--- Information supplied ---

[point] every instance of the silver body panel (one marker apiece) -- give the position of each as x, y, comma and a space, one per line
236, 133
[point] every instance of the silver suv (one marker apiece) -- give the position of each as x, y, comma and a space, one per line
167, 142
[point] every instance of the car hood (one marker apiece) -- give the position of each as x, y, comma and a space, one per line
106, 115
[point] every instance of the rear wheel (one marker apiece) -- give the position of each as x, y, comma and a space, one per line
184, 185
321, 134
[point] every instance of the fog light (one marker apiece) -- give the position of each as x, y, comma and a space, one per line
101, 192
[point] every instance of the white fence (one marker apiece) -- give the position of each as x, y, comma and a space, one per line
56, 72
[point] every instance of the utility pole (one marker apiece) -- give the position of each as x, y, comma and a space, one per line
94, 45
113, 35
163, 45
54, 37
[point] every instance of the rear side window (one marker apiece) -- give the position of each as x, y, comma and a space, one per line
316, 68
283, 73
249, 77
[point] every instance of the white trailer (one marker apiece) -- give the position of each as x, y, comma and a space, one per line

---
--- Information supplied ---

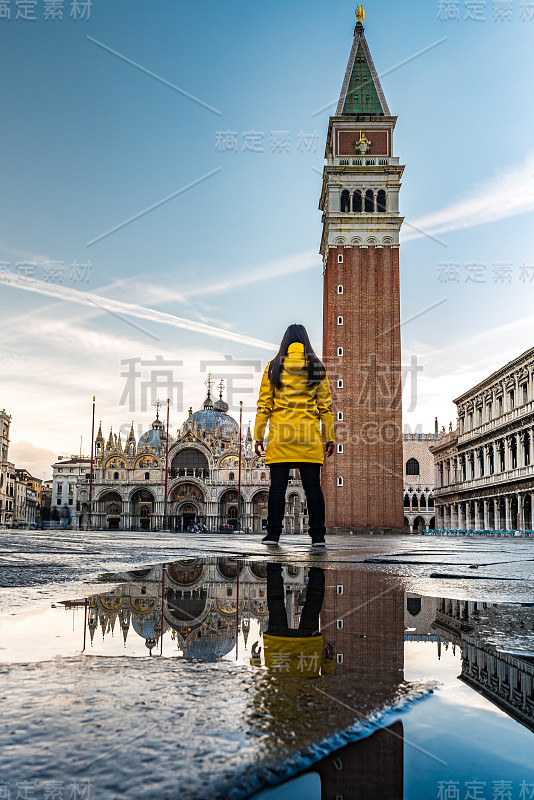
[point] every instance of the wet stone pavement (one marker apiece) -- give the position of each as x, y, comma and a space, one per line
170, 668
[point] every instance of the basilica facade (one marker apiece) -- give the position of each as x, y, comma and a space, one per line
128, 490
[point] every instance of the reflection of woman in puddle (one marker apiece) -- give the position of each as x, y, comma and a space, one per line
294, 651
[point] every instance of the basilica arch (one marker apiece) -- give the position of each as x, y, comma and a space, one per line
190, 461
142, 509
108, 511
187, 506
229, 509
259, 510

---

● **What to do**:
Gather every line above that contains the string "silver". Case counts.

● **Result below**:
[point] every instance of the silver body panel (one marker apiece) -- give the position of each as x, y, comma and a space, one per line
[point] every instance of the silver suv (one marker apiece) -- give the position of each as x, y, comma and a space, one per line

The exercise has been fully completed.